**TASK ITEM**:
In the listing beneath this line, copy exactly the lines starting with the one containing "the horse, one" and going on through the one containing "horse's mane, one".

**THE RECORDS**:

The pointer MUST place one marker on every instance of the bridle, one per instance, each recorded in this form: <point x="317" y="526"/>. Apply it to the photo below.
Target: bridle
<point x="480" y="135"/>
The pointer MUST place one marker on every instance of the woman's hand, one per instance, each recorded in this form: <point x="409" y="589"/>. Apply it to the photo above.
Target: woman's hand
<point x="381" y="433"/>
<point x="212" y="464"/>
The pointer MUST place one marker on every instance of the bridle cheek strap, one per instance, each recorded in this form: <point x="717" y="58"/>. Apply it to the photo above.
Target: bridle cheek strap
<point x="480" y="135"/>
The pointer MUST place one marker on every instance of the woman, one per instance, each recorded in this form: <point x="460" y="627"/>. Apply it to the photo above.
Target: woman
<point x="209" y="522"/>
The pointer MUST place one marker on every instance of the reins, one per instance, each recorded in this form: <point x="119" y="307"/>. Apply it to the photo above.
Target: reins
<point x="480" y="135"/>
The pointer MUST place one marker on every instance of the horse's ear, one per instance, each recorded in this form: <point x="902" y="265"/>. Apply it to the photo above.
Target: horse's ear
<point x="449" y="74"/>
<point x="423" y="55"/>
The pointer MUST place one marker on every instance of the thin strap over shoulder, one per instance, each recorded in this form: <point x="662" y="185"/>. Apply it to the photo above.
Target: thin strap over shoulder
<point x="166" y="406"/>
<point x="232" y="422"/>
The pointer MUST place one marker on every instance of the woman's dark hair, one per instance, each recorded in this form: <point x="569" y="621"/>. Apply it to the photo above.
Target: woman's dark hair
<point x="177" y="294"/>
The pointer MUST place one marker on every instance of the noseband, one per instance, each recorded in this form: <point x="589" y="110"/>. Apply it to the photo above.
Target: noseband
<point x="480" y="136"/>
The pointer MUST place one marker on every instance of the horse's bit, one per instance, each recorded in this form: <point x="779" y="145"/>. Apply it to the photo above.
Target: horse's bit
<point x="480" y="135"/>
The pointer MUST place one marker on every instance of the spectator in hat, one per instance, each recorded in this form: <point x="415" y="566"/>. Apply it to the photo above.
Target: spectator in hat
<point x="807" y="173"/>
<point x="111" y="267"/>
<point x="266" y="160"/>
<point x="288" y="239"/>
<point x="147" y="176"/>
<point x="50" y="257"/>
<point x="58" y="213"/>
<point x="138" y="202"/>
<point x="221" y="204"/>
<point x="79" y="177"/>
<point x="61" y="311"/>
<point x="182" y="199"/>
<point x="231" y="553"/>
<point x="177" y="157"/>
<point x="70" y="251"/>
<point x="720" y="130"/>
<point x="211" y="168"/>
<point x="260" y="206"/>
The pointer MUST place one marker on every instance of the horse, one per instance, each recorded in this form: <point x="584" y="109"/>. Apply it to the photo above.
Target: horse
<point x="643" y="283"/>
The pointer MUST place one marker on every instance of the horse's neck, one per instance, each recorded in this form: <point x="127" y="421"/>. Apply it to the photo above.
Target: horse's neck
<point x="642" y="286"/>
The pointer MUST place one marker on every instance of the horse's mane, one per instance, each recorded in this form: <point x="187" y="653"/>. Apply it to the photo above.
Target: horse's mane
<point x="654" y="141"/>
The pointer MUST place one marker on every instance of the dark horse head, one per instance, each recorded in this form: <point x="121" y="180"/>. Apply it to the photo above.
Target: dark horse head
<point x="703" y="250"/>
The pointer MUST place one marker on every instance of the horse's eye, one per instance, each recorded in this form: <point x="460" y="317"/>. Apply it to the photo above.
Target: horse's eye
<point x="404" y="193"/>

**ANSWER BOX**:
The pointer MUST place one marker on every instance of the horse, one per instance, each recorded in this form: <point x="584" y="109"/>. Apply it to the photo above.
Target: horse
<point x="643" y="283"/>
The pointer MUST place one marker on every instance of the horse's neck, one per instance, each recorded in this form: <point x="127" y="421"/>. Apply it to the photo above.
Target: horse's neck
<point x="642" y="286"/>
The pointer MUST place one marker on every instance of the horse's mane, one per instance, each recorded in this form: <point x="187" y="653"/>. Apply it to the photo above.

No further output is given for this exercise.